▶ [ROWS]:
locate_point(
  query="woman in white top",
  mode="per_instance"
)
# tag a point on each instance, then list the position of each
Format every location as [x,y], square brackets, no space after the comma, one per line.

▶ [PROBLEM DESCRIPTION]: Write out these records line for line with no changes.

▶ [REPLY]:
locate_point(
  query="woman in white top",
  mode="per_instance"
)
# tag a point on each instance, then list the position of each
Format every location as [x,y], square brackets, no space after the comma, one per line.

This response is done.